## Data rows
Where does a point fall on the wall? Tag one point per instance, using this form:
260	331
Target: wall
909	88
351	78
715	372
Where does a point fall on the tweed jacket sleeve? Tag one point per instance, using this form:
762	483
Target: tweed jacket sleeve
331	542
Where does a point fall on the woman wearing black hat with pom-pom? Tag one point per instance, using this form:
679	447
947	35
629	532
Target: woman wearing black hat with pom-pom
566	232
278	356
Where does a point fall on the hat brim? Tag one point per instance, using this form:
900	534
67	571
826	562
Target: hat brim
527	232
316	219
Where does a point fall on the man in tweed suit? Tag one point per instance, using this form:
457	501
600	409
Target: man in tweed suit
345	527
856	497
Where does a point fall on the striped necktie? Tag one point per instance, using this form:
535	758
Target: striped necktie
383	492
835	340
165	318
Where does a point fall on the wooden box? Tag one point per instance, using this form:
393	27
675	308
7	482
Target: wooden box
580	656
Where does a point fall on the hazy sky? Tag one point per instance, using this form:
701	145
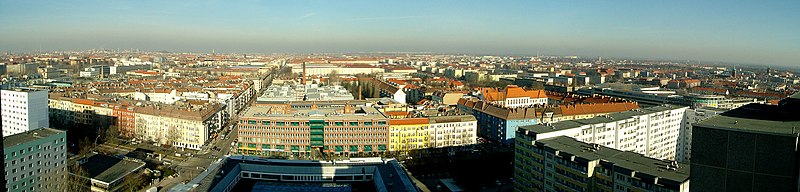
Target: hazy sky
765	32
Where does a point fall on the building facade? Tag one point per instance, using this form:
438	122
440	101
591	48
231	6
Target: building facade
451	131
750	148
654	131
409	134
691	117
264	131
566	164
35	160
179	126
24	110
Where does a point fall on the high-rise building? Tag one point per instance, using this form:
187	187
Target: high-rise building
566	164
35	160
691	117
750	148
652	131
24	109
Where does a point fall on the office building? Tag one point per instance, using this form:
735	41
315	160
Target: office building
691	117
750	148
355	174
35	160
24	109
105	173
652	131
432	132
271	130
498	124
513	96
566	164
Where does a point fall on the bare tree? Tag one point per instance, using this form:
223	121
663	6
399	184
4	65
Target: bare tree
133	182
84	146
173	136
77	179
111	135
333	78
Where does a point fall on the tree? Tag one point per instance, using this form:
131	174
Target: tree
76	179
84	146
111	134
132	182
333	78
173	135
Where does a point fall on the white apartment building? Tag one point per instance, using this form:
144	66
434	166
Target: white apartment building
35	160
692	116
449	131
514	96
653	132
183	127
325	69
23	110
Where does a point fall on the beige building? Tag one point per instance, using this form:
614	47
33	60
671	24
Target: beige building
184	126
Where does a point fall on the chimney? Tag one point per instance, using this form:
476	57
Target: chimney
303	80
347	107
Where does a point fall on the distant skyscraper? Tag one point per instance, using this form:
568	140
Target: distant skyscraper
24	109
751	148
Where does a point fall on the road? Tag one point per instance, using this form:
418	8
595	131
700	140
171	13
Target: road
193	166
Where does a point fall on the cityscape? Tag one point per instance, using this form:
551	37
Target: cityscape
345	97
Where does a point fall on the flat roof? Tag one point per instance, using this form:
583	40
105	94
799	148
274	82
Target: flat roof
107	168
625	159
28	136
332	113
25	89
612	117
757	118
389	170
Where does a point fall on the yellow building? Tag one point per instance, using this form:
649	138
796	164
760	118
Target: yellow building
408	134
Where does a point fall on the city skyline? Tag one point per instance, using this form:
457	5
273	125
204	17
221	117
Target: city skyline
741	32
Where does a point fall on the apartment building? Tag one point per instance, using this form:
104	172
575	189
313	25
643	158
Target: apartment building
513	96
450	131
653	131
185	126
692	116
566	164
497	123
750	148
446	97
23	109
35	160
269	130
409	134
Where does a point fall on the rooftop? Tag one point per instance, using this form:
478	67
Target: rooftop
597	120
28	136
107	168
390	176
362	112
625	159
758	118
25	89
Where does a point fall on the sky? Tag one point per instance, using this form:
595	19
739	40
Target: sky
755	32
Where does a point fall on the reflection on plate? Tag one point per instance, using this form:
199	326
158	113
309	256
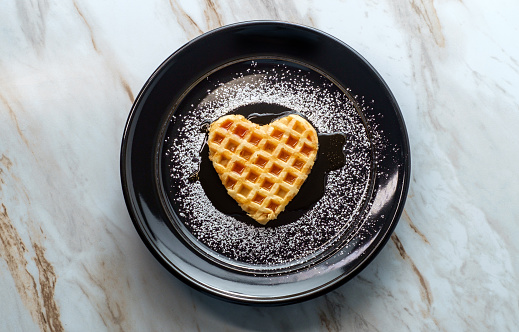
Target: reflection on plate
263	68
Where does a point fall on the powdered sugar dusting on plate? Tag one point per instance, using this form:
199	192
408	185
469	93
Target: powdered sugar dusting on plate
332	219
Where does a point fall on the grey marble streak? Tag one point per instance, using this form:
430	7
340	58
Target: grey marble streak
70	258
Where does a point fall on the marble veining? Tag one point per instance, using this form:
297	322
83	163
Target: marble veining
70	259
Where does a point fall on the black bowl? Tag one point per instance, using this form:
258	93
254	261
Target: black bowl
168	102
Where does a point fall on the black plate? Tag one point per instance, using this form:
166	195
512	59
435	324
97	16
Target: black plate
284	66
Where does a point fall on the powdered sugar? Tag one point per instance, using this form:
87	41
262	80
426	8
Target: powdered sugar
331	219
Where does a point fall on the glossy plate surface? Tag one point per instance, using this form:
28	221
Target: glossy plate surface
265	67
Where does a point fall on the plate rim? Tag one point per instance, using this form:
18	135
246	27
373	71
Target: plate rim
146	237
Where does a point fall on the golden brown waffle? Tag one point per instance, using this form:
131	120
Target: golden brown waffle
262	167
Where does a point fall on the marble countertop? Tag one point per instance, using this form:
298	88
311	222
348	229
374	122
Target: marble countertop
70	258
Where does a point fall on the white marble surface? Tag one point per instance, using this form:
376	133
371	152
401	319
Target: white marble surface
70	258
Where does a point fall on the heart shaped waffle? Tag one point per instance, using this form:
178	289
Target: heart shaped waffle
262	167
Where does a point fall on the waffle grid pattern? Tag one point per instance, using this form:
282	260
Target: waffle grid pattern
262	167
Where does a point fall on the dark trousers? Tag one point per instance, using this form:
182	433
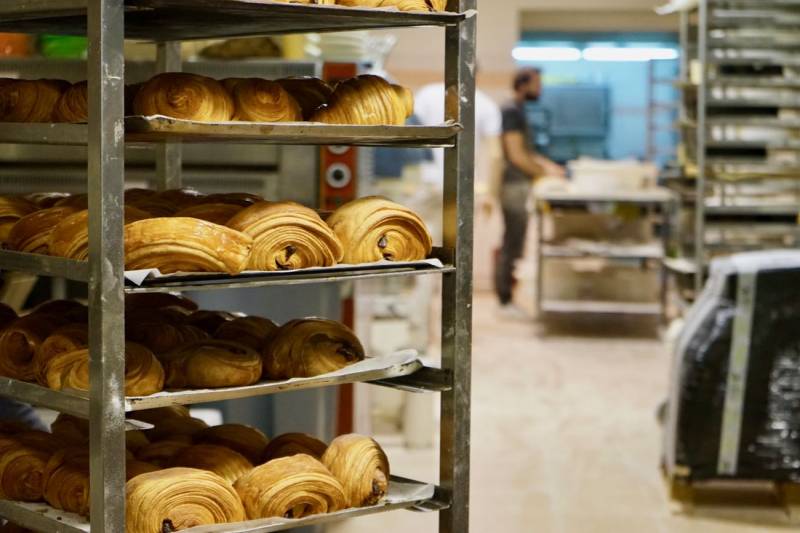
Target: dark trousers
515	228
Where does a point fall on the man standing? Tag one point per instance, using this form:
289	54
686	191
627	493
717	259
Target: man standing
523	166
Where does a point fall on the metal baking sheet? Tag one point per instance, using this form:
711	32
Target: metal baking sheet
403	494
177	20
161	128
400	364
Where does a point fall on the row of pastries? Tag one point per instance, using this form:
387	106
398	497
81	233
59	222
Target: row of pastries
363	100
186	231
186	474
170	344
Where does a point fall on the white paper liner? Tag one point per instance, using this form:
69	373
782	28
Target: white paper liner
138	277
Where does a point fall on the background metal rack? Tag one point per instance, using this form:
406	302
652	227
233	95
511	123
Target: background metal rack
739	71
107	23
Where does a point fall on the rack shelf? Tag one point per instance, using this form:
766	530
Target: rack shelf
160	129
402	494
177	20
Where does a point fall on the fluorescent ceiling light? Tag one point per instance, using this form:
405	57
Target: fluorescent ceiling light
614	53
546	53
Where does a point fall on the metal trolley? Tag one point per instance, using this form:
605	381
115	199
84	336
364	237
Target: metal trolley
108	23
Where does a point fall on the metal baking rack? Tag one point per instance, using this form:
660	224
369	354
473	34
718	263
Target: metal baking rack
740	117
107	23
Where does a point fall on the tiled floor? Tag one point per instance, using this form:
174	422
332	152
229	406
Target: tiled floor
565	438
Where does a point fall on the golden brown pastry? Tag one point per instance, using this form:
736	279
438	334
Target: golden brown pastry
252	331
173	428
373	228
73	106
361	466
70	430
367	100
144	374
310	347
212	364
70	237
215	213
157	300
162	336
184	96
309	92
67	480
179	498
290	487
13	208
161	414
290	444
246	440
185	245
31	233
22	474
209	321
19	342
287	236
226	463
163	452
30	100
67	338
257	100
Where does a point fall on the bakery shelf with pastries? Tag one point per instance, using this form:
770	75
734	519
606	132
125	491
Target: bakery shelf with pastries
176	353
185	474
177	234
366	110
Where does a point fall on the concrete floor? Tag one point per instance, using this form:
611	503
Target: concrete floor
565	438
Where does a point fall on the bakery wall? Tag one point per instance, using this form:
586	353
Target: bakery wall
419	56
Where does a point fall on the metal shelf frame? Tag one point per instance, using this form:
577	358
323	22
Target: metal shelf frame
107	23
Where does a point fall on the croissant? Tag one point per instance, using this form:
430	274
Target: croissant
226	463
257	100
30	100
13	208
287	236
70	429
252	331
290	487
164	452
179	498
374	228
184	96
67	480
290	444
162	337
31	233
309	92
185	245
67	338
22	474
70	237
367	100
361	466
73	106
212	364
19	342
209	321
153	300
248	441
310	347
215	213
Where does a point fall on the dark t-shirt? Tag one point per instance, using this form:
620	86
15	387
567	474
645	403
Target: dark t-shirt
514	119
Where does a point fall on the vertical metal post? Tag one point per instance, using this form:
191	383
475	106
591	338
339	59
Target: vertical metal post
702	100
106	264
457	286
169	156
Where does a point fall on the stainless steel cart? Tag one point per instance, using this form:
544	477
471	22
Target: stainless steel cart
108	23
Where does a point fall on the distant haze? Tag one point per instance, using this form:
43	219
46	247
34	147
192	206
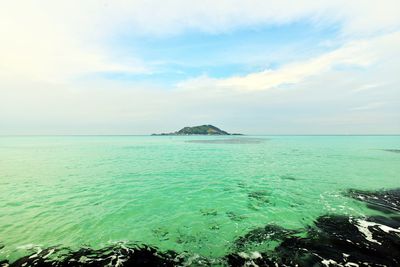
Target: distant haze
246	66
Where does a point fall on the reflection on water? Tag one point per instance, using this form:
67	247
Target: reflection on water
229	141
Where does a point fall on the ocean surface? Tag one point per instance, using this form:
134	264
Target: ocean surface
198	196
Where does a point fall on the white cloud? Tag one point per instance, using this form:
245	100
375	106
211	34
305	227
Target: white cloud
45	45
54	40
360	53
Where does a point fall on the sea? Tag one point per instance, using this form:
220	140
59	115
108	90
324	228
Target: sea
199	200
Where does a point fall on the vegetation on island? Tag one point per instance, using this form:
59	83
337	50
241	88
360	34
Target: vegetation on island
199	130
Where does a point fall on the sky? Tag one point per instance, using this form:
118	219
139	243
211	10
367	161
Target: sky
247	66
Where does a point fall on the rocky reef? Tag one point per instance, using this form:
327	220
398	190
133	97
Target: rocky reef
199	130
332	240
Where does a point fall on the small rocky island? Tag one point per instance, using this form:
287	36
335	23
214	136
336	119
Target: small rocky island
199	130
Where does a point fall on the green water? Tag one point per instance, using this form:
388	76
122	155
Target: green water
173	194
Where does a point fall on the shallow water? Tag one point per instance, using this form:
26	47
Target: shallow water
182	193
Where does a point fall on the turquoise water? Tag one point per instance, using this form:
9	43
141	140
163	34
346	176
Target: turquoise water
195	194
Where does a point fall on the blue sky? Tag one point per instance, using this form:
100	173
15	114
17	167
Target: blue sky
256	66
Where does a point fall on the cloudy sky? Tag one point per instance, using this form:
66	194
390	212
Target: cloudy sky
250	66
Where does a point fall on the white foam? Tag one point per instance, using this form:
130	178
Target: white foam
363	225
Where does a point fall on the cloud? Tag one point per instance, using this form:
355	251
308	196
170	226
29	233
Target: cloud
48	40
47	46
361	53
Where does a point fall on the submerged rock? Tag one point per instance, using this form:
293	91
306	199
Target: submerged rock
386	200
263	234
333	240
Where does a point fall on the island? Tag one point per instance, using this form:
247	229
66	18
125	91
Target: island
199	130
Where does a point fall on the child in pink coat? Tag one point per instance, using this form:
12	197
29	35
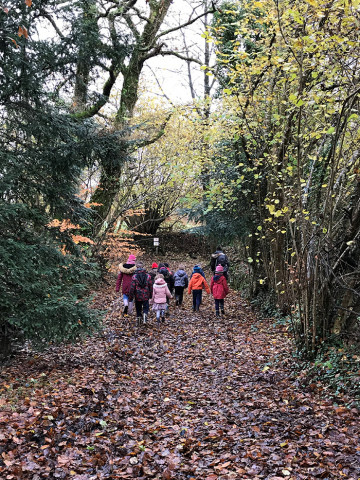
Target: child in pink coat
160	293
219	289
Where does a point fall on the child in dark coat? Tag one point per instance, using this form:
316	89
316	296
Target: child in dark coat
141	291
219	289
127	270
181	281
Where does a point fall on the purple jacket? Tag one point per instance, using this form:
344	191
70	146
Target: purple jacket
141	286
160	291
127	270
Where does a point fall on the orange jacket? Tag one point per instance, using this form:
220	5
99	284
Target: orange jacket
198	282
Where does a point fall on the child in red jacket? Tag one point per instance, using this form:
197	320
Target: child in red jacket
219	289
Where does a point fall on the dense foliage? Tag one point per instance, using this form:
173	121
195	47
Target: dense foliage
44	275
291	103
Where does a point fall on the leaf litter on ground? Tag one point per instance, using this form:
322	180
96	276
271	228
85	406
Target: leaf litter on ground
195	398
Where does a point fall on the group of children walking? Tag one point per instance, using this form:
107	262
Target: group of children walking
160	284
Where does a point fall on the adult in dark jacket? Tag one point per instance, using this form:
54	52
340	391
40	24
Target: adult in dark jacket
220	258
141	292
126	271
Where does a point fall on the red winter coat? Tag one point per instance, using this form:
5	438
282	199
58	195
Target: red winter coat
219	287
126	272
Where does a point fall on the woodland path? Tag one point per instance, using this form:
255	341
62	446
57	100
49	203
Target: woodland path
196	398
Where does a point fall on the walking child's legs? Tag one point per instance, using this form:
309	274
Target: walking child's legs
138	306
131	306
194	299
197	296
145	306
217	306
221	302
181	295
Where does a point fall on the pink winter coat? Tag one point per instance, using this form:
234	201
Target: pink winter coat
219	287
160	291
126	273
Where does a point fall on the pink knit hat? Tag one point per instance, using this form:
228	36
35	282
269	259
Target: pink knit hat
131	259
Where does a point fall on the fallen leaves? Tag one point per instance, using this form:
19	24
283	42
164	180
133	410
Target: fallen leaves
189	399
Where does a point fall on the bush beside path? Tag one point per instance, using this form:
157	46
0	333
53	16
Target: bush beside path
194	398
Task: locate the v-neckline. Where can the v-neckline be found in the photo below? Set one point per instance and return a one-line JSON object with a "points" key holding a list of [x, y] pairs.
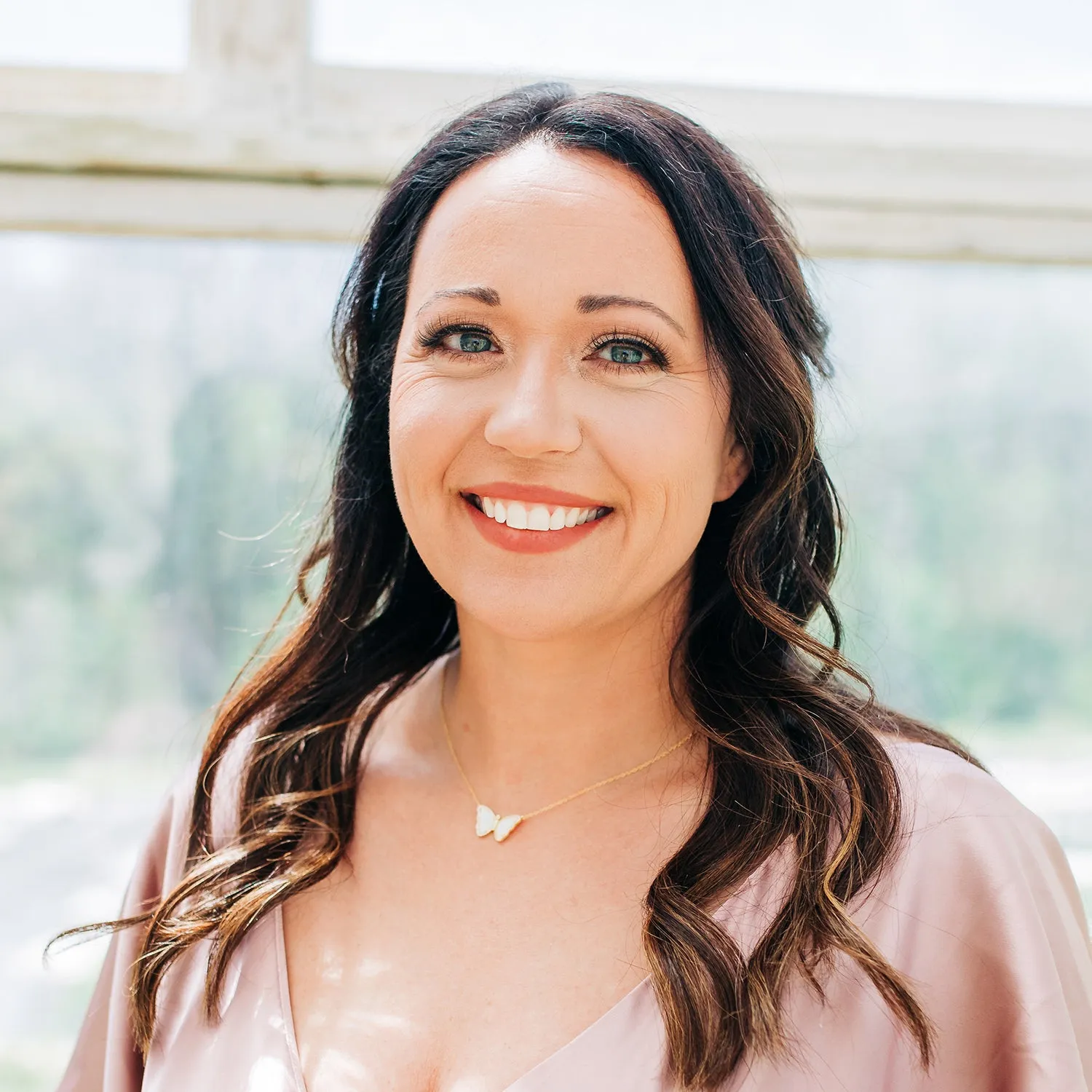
{"points": [[518, 1085]]}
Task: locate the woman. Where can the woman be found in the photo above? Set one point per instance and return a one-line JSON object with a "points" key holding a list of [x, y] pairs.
{"points": [[553, 788]]}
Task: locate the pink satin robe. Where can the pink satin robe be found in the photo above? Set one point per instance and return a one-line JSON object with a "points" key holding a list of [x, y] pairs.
{"points": [[980, 910]]}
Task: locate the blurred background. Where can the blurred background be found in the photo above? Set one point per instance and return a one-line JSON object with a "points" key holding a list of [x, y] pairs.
{"points": [[181, 185]]}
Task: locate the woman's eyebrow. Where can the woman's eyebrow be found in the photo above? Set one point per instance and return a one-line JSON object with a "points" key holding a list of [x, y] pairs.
{"points": [[488, 296], [589, 304]]}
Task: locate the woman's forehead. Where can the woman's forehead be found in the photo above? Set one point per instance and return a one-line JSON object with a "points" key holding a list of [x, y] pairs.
{"points": [[539, 214]]}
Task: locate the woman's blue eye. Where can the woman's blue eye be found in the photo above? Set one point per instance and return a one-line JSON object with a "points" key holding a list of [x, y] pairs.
{"points": [[620, 353], [469, 341]]}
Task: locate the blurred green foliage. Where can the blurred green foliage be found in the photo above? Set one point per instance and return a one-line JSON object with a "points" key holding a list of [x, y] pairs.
{"points": [[167, 417]]}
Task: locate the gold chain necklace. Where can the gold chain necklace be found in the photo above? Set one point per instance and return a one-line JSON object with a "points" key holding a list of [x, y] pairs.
{"points": [[488, 821]]}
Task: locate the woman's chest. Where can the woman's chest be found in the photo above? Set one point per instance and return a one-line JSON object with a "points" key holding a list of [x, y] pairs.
{"points": [[436, 961]]}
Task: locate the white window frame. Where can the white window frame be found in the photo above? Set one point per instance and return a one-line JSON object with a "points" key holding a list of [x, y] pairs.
{"points": [[255, 140]]}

## Requirement
Quote the items from the line containing "Task: locate the white" through the end of the items, word for word.

## The solution
Task: locate the white window frame. Where can the white window frame be found in the photo above? Set one point per instance and return a one-line JSON object with a "points" key holding a list of [x, y] pairs.
{"points": [[255, 140]]}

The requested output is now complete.